> PROBLEM REQUIREMENTS
Search the data for the string "green", and report each line where it is found.

> PROVIDED RECORDS

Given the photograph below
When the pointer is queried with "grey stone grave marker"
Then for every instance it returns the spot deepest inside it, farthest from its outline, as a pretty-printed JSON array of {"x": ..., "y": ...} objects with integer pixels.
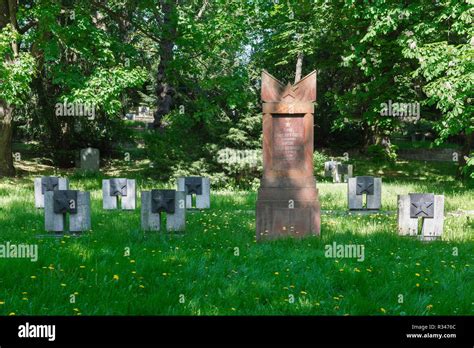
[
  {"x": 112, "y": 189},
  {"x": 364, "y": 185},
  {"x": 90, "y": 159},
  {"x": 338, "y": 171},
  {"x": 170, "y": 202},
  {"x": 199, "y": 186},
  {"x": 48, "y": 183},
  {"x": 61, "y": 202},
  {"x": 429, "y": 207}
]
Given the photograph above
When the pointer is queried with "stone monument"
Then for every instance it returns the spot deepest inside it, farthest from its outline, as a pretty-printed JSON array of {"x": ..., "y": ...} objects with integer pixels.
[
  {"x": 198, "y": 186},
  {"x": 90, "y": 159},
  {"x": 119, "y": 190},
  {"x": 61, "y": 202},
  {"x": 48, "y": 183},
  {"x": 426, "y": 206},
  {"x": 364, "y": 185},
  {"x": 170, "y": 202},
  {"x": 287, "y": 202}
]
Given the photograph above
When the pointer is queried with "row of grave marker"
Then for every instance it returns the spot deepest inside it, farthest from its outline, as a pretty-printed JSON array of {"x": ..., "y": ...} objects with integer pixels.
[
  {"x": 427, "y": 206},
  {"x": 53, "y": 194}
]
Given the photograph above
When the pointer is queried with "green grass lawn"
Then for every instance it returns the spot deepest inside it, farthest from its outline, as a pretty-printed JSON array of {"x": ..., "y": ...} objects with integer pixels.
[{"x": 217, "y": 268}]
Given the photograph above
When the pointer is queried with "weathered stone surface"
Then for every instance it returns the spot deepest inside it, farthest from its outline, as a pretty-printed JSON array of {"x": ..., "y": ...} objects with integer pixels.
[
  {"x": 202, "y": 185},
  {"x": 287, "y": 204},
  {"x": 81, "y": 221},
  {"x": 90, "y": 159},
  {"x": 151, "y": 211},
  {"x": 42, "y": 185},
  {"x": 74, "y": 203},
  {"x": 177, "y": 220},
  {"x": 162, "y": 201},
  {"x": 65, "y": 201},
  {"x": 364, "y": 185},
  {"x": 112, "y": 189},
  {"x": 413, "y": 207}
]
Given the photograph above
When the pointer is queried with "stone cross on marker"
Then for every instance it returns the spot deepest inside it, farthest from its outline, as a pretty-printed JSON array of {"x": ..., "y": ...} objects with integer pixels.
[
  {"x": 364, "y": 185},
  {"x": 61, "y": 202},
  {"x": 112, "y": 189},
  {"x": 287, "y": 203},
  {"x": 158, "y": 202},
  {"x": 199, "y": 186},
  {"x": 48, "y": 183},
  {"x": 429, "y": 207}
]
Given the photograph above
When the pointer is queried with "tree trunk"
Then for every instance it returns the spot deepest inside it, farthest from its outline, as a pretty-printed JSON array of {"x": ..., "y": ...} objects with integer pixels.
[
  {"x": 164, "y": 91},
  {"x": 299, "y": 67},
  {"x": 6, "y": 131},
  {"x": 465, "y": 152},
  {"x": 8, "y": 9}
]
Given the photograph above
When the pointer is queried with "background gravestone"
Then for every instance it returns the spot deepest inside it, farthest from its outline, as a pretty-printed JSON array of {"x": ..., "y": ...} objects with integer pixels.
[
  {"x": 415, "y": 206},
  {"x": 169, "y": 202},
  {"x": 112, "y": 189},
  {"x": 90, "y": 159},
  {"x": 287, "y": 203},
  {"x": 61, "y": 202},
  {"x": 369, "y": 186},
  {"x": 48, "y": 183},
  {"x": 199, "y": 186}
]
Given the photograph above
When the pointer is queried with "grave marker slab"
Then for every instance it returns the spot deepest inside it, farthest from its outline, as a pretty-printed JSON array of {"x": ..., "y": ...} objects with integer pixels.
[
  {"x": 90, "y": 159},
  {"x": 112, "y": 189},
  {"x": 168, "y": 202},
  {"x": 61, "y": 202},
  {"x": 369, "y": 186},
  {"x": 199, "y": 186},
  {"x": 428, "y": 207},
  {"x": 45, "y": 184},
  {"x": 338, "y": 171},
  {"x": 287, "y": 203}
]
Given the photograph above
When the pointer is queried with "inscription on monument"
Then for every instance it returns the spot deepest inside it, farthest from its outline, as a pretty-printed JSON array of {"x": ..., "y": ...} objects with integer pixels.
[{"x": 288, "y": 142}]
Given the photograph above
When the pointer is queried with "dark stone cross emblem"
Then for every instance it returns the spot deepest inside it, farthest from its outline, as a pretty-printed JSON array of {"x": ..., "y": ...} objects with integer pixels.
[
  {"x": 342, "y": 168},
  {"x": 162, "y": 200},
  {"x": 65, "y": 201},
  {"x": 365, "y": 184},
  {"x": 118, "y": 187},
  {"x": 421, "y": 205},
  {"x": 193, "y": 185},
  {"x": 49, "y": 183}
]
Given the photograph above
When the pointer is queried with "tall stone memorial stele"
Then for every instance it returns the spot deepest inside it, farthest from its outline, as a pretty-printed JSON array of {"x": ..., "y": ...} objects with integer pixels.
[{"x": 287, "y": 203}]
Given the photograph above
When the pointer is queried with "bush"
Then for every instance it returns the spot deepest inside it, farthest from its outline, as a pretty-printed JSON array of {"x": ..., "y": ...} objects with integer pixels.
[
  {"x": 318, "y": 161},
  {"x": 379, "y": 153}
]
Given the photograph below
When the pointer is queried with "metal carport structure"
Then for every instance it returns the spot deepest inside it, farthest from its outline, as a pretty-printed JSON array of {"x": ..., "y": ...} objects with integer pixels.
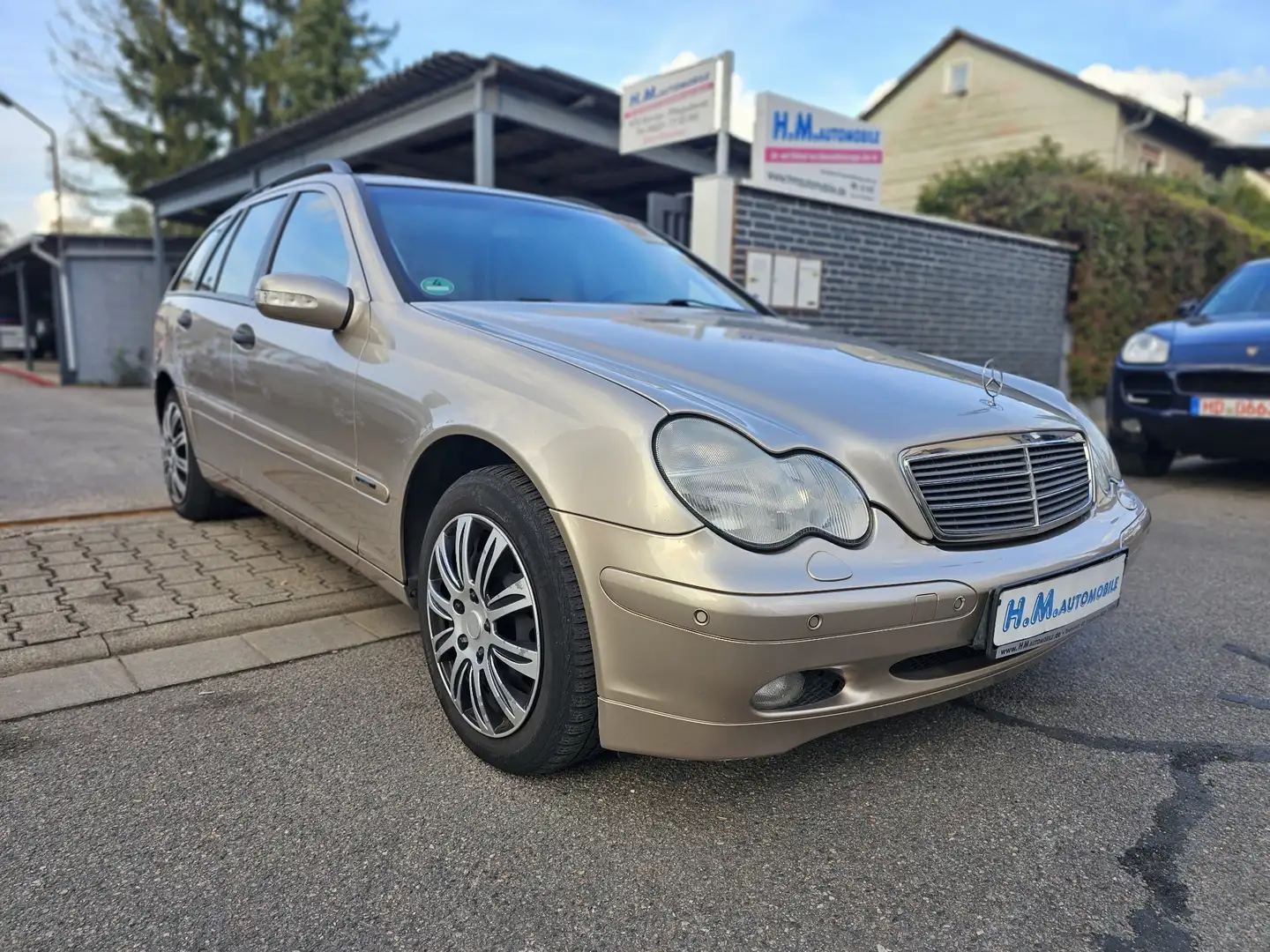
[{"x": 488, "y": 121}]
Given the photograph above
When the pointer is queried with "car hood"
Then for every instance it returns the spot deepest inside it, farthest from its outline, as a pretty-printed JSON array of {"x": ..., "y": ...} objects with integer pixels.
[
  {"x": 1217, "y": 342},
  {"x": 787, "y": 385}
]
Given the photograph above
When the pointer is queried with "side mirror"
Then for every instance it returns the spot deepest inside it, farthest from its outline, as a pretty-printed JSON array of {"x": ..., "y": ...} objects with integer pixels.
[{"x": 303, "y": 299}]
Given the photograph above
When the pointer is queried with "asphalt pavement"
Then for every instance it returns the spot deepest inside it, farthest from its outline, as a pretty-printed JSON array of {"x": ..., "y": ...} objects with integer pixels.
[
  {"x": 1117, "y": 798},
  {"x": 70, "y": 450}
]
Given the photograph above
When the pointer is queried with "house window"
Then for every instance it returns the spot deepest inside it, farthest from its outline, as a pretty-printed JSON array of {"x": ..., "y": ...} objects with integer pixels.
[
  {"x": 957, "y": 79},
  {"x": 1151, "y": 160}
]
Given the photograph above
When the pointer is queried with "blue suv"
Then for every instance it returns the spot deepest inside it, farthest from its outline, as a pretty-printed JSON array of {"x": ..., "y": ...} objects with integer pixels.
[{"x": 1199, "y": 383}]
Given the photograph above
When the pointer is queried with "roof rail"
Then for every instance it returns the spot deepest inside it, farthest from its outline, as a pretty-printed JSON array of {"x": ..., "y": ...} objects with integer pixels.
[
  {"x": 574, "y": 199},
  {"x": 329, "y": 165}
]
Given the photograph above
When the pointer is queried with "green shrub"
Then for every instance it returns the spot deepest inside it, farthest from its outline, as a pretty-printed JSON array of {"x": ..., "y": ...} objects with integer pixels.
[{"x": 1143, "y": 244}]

* * *

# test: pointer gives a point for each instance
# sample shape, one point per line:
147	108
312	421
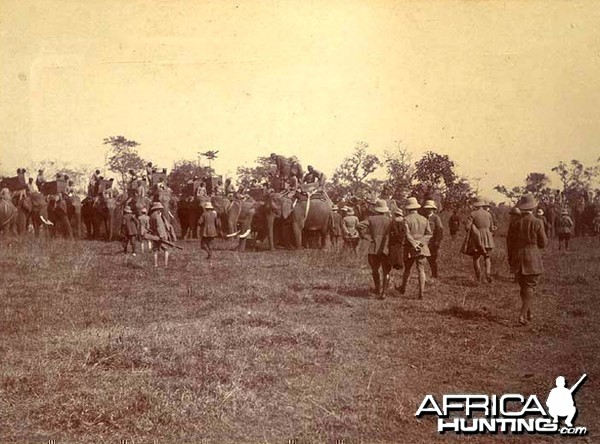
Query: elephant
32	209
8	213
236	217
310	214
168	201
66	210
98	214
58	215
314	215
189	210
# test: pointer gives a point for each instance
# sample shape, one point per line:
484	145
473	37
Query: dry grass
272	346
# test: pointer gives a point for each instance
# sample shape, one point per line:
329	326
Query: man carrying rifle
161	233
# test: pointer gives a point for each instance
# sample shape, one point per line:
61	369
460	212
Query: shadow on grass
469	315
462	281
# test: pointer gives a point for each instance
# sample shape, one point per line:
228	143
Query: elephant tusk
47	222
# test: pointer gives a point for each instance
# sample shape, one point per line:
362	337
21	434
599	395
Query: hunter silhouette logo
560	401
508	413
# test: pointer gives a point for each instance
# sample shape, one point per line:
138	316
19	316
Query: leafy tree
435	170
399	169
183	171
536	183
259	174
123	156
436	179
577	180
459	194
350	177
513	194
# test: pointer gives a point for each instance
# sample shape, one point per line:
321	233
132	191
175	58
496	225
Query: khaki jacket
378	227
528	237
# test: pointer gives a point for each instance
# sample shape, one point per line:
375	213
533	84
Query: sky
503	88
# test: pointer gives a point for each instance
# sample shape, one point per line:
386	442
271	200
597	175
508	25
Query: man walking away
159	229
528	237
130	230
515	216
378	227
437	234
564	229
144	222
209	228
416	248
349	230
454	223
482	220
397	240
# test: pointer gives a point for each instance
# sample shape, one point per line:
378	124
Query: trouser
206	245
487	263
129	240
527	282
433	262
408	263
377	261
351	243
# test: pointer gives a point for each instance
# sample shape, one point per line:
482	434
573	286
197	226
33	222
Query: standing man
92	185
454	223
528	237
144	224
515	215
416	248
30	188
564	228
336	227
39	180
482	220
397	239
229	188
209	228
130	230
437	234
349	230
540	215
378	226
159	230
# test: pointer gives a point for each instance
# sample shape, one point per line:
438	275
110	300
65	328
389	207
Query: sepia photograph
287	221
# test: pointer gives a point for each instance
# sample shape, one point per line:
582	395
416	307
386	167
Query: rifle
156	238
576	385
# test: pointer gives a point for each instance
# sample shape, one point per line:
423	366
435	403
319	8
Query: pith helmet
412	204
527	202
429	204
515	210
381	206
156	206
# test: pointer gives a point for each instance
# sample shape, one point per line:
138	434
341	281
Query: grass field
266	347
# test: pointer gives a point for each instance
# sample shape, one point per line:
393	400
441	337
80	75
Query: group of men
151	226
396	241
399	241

> ANSWER SPACE
When the pointer is queried with "green grass lawn"
When the pointer is queried with "green shrub"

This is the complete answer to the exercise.